• Required task: What is needed is an exact repeat of the lines from the line containing "Please put a point on each instance of the green" through the final line of the entries below, and nothing else.

• Data in this exercise:
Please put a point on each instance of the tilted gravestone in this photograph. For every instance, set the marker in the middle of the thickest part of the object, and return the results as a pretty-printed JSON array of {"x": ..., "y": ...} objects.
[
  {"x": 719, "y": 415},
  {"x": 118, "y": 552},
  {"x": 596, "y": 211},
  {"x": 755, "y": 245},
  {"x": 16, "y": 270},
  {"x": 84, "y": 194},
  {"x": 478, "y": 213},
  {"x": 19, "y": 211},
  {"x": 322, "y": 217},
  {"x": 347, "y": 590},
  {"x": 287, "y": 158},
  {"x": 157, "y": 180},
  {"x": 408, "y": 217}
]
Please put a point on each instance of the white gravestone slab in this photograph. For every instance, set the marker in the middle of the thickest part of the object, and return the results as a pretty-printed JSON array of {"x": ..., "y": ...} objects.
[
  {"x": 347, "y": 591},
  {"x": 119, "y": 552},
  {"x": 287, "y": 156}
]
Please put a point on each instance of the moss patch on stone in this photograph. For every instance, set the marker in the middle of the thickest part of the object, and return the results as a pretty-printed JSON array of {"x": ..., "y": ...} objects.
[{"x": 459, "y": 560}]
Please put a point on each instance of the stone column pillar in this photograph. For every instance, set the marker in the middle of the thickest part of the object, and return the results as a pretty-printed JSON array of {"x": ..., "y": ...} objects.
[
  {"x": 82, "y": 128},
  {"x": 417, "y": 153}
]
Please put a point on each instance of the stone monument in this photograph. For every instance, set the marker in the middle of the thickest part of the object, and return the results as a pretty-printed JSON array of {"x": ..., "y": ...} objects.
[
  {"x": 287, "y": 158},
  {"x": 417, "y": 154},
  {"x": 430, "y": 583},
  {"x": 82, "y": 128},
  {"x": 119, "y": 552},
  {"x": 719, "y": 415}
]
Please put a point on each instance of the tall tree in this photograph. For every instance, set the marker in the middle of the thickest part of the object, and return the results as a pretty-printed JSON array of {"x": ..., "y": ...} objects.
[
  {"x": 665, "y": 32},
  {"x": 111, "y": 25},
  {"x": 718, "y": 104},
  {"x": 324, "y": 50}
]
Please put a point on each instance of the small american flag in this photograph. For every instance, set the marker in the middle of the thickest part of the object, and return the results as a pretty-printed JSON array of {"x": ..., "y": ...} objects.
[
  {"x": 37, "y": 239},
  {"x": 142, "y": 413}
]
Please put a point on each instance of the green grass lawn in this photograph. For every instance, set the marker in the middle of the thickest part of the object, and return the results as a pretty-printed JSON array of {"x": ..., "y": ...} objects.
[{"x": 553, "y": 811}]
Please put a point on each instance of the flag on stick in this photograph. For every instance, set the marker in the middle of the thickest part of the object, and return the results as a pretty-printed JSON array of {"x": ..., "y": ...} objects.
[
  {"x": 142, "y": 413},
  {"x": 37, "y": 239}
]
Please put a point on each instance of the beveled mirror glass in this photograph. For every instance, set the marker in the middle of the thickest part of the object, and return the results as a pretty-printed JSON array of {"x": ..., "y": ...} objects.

• Exercise response:
Please put a point on each instance of the green grass lawn in this photograph. For every instance, set the marker in the middle of the thickest part of the object, and return the results as a pretty-printed JSON array of {"x": ..., "y": ...} objects.
[{"x": 553, "y": 811}]
Please put a point on each instance of the flag on stick in this photograph. For every instance, set the marker in the middle of the thickest part of the object, and return the results as a pretty-printed JSON array of {"x": ..., "y": ...} objects.
[
  {"x": 142, "y": 413},
  {"x": 37, "y": 239}
]
Please put a point on each instance of the beveled mirror glass in this photograph. For every instance, set the marker in the middle of the thickest part of the object, and return the results as a pretty-printed JSON array of {"x": ..., "y": ...} objects.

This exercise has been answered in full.